* _PROVIDED DATA_
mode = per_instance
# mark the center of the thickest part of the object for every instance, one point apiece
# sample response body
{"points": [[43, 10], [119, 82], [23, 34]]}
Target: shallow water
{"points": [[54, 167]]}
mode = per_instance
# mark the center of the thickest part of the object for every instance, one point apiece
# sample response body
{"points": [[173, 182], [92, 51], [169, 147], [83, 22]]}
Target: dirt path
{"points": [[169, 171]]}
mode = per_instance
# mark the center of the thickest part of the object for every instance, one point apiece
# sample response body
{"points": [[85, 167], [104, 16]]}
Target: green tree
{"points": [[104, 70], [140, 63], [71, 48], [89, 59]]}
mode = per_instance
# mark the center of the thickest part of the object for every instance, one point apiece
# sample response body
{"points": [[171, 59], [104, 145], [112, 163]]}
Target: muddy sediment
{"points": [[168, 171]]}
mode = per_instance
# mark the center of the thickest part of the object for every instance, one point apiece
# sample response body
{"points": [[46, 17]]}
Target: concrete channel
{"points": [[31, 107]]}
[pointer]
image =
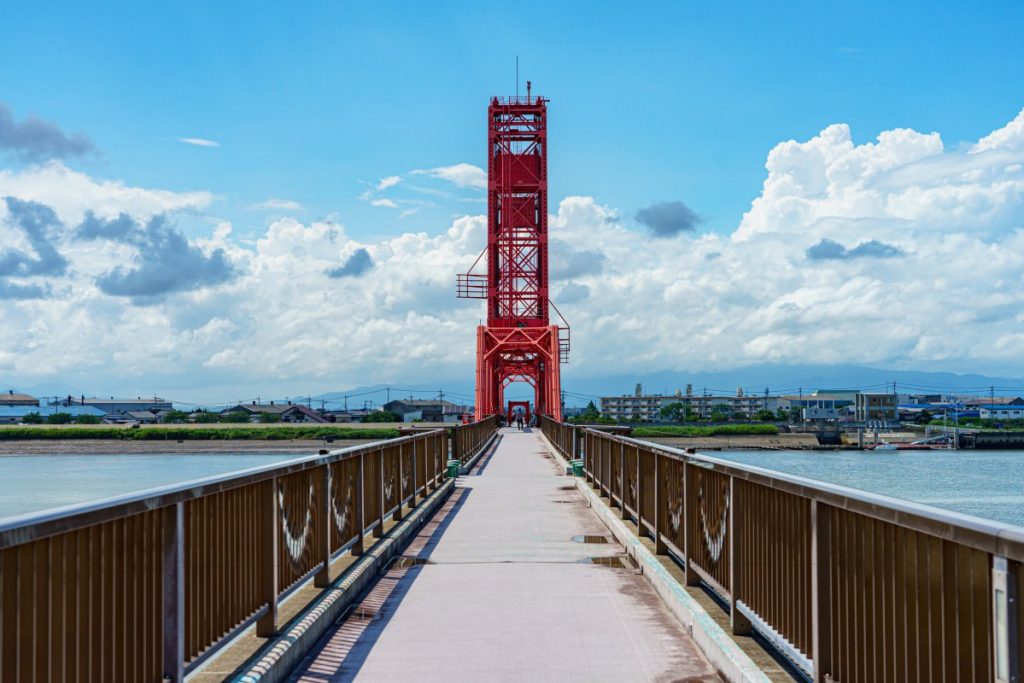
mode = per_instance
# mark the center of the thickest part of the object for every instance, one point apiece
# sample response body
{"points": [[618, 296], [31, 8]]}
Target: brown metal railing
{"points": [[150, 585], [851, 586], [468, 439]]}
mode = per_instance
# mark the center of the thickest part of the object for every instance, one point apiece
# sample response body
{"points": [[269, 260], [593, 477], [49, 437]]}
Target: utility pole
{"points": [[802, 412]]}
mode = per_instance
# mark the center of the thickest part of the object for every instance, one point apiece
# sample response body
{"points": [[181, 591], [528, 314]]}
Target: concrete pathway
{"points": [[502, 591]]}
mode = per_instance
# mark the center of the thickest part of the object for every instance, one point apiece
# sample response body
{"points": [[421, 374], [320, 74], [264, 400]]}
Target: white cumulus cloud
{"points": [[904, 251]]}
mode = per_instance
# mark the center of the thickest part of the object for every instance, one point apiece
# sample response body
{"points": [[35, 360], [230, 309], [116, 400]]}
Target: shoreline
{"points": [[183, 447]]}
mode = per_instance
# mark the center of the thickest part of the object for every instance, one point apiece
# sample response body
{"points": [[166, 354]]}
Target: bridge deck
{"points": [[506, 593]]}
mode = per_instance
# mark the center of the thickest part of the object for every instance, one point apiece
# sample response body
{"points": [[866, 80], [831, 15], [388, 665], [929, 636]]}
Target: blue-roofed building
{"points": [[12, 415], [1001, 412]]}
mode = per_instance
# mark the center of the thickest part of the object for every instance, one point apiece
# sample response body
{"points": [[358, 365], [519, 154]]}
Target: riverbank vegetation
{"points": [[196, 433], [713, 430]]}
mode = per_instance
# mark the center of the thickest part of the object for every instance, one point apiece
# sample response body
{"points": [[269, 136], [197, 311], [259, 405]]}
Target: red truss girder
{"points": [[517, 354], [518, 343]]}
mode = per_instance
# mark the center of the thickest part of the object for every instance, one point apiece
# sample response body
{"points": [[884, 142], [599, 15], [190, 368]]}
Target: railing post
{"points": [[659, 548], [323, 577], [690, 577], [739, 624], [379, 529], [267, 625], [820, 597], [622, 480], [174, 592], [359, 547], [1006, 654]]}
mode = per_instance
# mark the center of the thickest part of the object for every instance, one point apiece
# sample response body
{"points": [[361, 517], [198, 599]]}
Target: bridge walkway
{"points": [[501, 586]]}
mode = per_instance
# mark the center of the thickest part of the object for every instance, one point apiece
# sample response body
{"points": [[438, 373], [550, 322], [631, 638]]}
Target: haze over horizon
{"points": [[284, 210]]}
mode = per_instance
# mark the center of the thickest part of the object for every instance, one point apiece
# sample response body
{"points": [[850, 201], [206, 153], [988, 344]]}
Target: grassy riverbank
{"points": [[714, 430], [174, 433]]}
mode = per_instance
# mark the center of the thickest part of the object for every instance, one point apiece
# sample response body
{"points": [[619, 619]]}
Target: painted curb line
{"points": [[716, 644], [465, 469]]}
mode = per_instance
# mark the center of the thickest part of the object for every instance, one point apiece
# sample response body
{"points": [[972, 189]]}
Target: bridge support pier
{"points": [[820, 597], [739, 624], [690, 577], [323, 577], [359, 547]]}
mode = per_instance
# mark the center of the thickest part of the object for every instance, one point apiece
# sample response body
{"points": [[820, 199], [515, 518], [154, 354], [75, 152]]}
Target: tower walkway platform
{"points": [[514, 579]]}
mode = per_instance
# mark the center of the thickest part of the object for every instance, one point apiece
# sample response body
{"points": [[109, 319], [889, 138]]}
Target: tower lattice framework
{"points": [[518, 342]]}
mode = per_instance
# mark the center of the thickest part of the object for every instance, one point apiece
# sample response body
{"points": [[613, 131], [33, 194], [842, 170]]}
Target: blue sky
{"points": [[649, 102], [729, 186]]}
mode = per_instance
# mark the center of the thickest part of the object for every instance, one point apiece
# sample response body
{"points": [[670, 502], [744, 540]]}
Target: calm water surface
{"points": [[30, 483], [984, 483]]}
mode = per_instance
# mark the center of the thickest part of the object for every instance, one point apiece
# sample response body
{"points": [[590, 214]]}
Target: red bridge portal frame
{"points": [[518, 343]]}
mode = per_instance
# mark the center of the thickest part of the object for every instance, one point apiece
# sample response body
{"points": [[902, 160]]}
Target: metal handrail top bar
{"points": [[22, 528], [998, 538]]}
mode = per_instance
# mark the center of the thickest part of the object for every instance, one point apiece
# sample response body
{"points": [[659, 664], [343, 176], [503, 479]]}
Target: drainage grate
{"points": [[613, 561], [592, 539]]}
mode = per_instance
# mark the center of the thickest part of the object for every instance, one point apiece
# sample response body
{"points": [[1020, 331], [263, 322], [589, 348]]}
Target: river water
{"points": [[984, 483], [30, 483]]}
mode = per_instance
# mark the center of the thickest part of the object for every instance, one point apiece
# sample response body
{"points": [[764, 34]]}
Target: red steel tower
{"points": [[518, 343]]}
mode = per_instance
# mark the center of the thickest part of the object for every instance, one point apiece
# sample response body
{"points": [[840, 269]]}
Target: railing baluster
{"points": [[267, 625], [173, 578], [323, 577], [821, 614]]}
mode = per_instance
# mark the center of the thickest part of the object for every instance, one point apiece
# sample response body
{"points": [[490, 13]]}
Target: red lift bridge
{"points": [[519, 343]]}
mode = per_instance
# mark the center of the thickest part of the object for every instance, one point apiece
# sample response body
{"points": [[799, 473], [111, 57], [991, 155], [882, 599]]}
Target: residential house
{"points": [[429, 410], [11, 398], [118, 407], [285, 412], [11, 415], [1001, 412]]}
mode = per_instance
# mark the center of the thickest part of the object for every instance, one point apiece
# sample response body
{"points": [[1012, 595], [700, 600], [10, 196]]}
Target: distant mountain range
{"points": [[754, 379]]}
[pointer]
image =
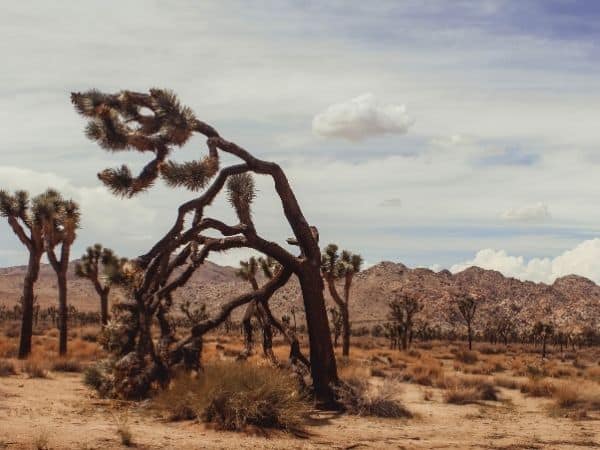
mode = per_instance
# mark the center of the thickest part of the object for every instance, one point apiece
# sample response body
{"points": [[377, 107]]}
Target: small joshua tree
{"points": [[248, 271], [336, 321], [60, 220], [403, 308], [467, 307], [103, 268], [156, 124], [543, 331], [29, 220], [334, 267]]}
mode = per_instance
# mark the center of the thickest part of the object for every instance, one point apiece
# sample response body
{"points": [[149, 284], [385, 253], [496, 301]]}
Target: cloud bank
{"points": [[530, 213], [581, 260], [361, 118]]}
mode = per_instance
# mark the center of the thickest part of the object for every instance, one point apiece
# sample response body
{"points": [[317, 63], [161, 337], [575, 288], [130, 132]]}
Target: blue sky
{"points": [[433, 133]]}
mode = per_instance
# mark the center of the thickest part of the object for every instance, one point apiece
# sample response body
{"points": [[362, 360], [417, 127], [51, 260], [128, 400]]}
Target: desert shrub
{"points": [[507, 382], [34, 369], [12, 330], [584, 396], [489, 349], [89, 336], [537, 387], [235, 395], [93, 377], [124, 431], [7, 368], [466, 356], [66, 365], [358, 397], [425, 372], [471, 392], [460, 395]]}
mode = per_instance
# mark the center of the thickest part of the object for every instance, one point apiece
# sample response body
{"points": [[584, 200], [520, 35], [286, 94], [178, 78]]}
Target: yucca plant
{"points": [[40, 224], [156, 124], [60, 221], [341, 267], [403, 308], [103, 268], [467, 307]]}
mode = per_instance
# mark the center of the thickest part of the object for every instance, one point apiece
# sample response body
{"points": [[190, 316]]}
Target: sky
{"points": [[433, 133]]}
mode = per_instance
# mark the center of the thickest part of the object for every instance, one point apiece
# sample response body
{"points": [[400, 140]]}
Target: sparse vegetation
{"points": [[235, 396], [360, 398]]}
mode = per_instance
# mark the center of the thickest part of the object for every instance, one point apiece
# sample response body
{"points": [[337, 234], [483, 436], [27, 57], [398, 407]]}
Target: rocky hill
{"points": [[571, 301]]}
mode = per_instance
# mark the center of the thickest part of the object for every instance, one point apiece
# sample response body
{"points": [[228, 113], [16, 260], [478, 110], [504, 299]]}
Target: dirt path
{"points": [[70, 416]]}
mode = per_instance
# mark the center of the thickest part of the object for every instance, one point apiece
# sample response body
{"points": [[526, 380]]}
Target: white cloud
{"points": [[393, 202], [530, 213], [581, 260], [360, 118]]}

---

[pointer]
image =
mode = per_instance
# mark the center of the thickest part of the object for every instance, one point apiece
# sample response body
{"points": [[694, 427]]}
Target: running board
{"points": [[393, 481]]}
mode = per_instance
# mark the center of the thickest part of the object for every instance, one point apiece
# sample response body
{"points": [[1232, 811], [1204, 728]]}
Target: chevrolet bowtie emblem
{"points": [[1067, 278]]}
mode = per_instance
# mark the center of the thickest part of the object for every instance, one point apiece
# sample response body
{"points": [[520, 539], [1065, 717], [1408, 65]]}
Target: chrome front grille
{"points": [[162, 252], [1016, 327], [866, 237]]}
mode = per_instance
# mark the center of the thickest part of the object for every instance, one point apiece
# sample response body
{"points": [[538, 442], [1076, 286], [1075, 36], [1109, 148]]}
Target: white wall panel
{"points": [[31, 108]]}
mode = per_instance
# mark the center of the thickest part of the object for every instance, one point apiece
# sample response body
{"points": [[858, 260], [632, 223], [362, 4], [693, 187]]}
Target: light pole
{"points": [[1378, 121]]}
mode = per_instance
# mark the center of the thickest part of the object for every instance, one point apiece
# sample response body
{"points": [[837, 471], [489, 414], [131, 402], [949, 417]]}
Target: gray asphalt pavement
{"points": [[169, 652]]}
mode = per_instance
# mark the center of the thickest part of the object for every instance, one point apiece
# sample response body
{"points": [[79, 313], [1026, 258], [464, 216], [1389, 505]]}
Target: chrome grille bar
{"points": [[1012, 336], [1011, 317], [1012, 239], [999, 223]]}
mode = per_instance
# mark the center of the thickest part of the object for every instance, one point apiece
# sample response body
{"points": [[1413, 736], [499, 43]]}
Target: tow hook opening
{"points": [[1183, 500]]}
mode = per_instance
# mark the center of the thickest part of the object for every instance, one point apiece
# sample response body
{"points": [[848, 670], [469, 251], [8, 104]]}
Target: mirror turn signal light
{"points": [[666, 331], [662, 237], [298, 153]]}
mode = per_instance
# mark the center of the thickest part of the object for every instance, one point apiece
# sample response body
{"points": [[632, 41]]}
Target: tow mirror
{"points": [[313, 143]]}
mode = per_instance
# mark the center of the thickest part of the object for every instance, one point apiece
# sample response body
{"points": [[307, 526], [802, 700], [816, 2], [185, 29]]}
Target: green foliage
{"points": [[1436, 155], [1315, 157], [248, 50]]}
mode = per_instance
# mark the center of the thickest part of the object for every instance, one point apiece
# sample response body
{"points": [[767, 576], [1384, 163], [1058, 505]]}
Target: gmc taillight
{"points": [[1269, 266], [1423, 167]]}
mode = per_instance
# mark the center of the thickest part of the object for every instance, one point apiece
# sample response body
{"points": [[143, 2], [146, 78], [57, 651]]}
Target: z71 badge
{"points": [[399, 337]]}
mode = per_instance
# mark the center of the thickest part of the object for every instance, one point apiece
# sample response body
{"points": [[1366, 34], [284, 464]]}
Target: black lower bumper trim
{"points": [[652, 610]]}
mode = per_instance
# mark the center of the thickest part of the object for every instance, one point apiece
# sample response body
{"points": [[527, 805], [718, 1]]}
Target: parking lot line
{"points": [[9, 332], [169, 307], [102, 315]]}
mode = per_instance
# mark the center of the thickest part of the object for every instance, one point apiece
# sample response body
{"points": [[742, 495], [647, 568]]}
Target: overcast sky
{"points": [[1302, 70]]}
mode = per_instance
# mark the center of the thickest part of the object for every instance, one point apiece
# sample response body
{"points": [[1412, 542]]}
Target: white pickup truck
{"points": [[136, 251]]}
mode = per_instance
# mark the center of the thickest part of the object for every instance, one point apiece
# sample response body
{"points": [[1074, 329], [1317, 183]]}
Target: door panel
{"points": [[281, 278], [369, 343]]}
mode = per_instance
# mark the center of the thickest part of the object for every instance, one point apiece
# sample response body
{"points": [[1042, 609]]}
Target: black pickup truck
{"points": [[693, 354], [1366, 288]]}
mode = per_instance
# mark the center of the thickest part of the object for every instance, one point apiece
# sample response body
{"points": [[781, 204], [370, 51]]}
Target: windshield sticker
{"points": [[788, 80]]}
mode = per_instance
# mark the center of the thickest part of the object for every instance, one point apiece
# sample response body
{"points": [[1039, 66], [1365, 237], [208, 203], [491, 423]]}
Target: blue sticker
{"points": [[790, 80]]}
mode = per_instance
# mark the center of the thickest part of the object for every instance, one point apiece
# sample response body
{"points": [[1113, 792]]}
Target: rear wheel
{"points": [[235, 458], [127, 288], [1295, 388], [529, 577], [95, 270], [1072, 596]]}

* _GIVEN PROBLEM_
State how many lines in the entries above contain the string "panel", matching case exactly, and reply with that number alone.

* _TASK OUTPUT_
2